▸ What is needed: Render the material below as a two-column CSV with the headers "request" and "answer", giving one row per request with its text and its answer each in a single quoted field, and replace every line break with a space. Include every request in the material.
--- begin Supplied entries ---
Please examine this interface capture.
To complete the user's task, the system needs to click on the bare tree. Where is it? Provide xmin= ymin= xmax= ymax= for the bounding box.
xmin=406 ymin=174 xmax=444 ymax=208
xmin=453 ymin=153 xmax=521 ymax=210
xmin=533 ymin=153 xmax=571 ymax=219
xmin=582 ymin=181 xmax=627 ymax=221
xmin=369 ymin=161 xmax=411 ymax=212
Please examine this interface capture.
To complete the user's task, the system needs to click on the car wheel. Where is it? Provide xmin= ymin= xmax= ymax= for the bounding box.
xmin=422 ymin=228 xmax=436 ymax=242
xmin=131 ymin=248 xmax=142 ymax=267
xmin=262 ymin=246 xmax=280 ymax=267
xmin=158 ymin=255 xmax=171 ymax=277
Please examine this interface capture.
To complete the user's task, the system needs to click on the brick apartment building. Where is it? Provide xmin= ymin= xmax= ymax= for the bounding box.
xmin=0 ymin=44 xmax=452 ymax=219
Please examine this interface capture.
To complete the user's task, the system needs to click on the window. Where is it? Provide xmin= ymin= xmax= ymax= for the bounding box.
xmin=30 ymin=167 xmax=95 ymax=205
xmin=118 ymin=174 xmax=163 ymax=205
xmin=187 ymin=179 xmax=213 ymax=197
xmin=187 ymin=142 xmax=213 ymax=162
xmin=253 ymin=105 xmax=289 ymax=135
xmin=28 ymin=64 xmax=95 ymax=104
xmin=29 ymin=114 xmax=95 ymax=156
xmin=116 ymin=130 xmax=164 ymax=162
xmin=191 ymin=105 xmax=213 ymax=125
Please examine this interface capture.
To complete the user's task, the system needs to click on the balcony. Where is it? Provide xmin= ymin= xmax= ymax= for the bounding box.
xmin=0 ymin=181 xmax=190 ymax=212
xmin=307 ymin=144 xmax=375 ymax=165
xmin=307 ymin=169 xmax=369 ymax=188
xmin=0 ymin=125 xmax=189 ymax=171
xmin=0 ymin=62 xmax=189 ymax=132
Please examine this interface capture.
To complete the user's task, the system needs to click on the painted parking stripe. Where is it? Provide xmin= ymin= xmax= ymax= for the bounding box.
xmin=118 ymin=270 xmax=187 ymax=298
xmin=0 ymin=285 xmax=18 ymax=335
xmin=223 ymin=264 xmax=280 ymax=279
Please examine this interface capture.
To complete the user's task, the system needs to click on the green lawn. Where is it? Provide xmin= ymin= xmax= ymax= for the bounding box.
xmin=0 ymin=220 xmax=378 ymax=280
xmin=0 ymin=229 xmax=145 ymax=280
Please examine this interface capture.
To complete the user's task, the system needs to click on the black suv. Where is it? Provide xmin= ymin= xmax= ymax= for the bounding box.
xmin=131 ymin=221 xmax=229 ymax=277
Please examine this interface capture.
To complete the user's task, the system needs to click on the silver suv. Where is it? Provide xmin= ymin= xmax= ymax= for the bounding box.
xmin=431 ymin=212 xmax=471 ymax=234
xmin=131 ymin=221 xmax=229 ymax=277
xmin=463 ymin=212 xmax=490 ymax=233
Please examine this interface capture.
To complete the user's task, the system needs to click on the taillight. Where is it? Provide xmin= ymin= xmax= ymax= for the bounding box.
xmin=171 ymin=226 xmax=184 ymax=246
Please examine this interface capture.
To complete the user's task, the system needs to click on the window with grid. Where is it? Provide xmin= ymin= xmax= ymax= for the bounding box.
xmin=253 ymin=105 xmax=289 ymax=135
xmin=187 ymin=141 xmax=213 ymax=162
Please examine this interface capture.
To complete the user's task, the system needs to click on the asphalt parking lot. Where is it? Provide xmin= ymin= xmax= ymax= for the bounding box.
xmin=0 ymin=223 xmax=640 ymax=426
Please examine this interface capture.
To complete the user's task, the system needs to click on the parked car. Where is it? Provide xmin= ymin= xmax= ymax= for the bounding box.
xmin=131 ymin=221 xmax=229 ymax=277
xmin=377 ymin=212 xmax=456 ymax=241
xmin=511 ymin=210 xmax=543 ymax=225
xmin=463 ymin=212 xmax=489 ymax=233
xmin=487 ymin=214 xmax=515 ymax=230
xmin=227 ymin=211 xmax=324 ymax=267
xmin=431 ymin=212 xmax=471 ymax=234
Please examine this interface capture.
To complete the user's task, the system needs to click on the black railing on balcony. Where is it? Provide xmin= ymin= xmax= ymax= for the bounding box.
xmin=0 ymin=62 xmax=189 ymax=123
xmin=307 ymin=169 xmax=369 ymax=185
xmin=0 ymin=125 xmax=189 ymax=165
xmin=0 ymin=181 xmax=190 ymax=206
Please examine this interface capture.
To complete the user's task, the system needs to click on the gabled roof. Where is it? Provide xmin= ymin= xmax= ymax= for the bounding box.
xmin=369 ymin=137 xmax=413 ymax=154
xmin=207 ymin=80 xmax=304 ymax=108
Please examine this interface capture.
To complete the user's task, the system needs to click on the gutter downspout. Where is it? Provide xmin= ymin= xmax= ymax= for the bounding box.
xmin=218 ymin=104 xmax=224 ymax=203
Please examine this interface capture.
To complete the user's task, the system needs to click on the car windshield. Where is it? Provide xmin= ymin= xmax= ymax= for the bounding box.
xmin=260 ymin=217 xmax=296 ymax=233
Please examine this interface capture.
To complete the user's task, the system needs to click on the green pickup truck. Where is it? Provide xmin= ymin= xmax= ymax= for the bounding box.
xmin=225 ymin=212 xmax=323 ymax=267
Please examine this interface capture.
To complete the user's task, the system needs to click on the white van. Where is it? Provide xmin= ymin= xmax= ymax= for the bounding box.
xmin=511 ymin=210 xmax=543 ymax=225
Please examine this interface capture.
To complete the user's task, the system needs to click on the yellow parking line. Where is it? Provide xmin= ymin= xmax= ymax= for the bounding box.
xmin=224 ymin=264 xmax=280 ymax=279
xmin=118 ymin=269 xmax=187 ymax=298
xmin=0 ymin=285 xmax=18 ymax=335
--- end Supplied entries ---
▸ Reply:
request,answer
"Please examine this interface capture. To complete the user's task, the system needs to click on the bare tree. Where is it? Provide xmin= ymin= xmax= ymax= for the bounding box.","xmin=406 ymin=174 xmax=444 ymax=208 xmin=453 ymin=153 xmax=521 ymax=210 xmin=533 ymin=153 xmax=571 ymax=219 xmin=582 ymin=181 xmax=627 ymax=221 xmin=369 ymin=161 xmax=411 ymax=212"
"Please examine this interface capture. To complete the user's task, the system needs to click on the car wheel. Where is it? Provide xmin= ymin= xmax= ymax= for the bounding box.","xmin=422 ymin=228 xmax=436 ymax=242 xmin=131 ymin=248 xmax=142 ymax=267 xmin=262 ymin=246 xmax=280 ymax=267 xmin=158 ymin=255 xmax=171 ymax=277"
"Please examine this interface capture. To complete the user's task, the system needs to click on the brick apartment building. Where is it? Provide xmin= ymin= xmax= ymax= for the bounding box.","xmin=0 ymin=44 xmax=452 ymax=219"
"Please examine this interface capture. To complete the user's task, the system needs to click on the window. Where is it? Provide xmin= ymin= xmax= ymax= for the bounding box.","xmin=30 ymin=167 xmax=95 ymax=205 xmin=118 ymin=174 xmax=163 ymax=205 xmin=187 ymin=179 xmax=213 ymax=197 xmin=187 ymin=142 xmax=213 ymax=162 xmin=253 ymin=105 xmax=289 ymax=135 xmin=28 ymin=64 xmax=95 ymax=104 xmin=29 ymin=114 xmax=95 ymax=156 xmin=116 ymin=130 xmax=164 ymax=162 xmin=191 ymin=105 xmax=213 ymax=125"
"Please examine this interface capture. To complete the user's task, the system needs to click on the balcony. Where is it? Provide xmin= ymin= xmax= ymax= for the bounding box.","xmin=0 ymin=181 xmax=190 ymax=212 xmin=307 ymin=144 xmax=375 ymax=165 xmin=307 ymin=169 xmax=369 ymax=188 xmin=0 ymin=125 xmax=189 ymax=171 xmin=0 ymin=62 xmax=189 ymax=132"
"Please examine this interface capture. To complete the user's task, the system needs to click on the painted parking stripe. Where is it? Provide xmin= ymin= xmax= ymax= for the bounding box.","xmin=118 ymin=270 xmax=187 ymax=298 xmin=0 ymin=285 xmax=18 ymax=335 xmin=223 ymin=264 xmax=280 ymax=279"
"Please examine this interface capture. To complete the user's task, the system needs to click on the green lawn. Where is it? Provide xmin= ymin= xmax= ymax= for the bounding box.","xmin=0 ymin=220 xmax=378 ymax=280 xmin=0 ymin=229 xmax=145 ymax=280"
"Please examine this interface capture. To complete the user's task, the system needs to click on the black suv. Where is it? Provide xmin= ymin= xmax= ymax= for the bounding box.","xmin=131 ymin=221 xmax=229 ymax=277"
"Please examine this interface capture. To complete the user's task, the system needs to click on the silver suv. Where is it? Provide xmin= ymin= xmax= ymax= for the bounding box.","xmin=431 ymin=212 xmax=471 ymax=234 xmin=131 ymin=221 xmax=229 ymax=277 xmin=463 ymin=212 xmax=490 ymax=233"
"Please examine this interface capture. To complete the user's task, the system needs to click on the taillight. Where is it? Provide xmin= ymin= xmax= ymax= for the bounding box.","xmin=171 ymin=226 xmax=184 ymax=246"
"Please examine this interface capture. To complete the user's task, the system needs to click on the window with grid. Where is it? Provide xmin= ymin= xmax= ymax= for the bounding box.","xmin=253 ymin=105 xmax=289 ymax=135 xmin=187 ymin=141 xmax=213 ymax=162"
"Please examine this interface capture. To complete the user's task, the system needs to click on the asphalt parking lot. Where is it? Provide xmin= ymin= xmax= ymax= for the bounding box.","xmin=0 ymin=223 xmax=640 ymax=426"
"Please examine this interface capture. To complete the user's task, the system needs to click on the parked car. Where is it? Provide xmin= ymin= xmax= ymax= for the bounding box.","xmin=131 ymin=221 xmax=229 ymax=277 xmin=377 ymin=212 xmax=456 ymax=241 xmin=511 ymin=210 xmax=543 ymax=225 xmin=463 ymin=212 xmax=489 ymax=233 xmin=487 ymin=214 xmax=515 ymax=230 xmin=227 ymin=211 xmax=324 ymax=267 xmin=431 ymin=212 xmax=471 ymax=234"
"Please examine this interface capture. To complete the user's task, the system needs to click on the black railing on balcony. Where is it? Provide xmin= ymin= xmax= ymax= for the bounding box.","xmin=0 ymin=62 xmax=189 ymax=123 xmin=307 ymin=169 xmax=369 ymax=185 xmin=0 ymin=125 xmax=189 ymax=165 xmin=0 ymin=181 xmax=190 ymax=206"
"Please examine this interface capture. To complete the user's task, the system needs to click on the gabled roof. Where is it? Provide xmin= ymin= xmax= ymax= for the bounding box.","xmin=369 ymin=137 xmax=413 ymax=154 xmin=207 ymin=80 xmax=304 ymax=108"
"Please examine this interface capture. To complete the user's task, the system needs to click on the gutter downspout. Where is it? Provide xmin= ymin= xmax= ymax= for the bounding box.","xmin=218 ymin=104 xmax=224 ymax=203"
"Please examine this interface capture. To complete the user's task, the system needs to click on the car windshield. Where is it? Provide xmin= ymin= xmax= ymax= for the bounding box.","xmin=260 ymin=217 xmax=296 ymax=233"
"Please examine this interface capture. To complete the user's task, the system needs to click on the green pickup truck. Where is it? Provide xmin= ymin= xmax= ymax= for the bounding box.","xmin=225 ymin=212 xmax=323 ymax=267"
"Please examine this interface capture. To complete the user's task, the system needs to click on the white van. Where is it? Provide xmin= ymin= xmax= ymax= for the bounding box.","xmin=511 ymin=210 xmax=543 ymax=225"
"Please examine this interface capture. To complete the user's task, the system needs to click on the yellow parking line. Where is it? Provide xmin= ymin= xmax= ymax= for the bounding box.","xmin=224 ymin=264 xmax=280 ymax=279 xmin=118 ymin=269 xmax=187 ymax=298 xmin=0 ymin=285 xmax=18 ymax=335"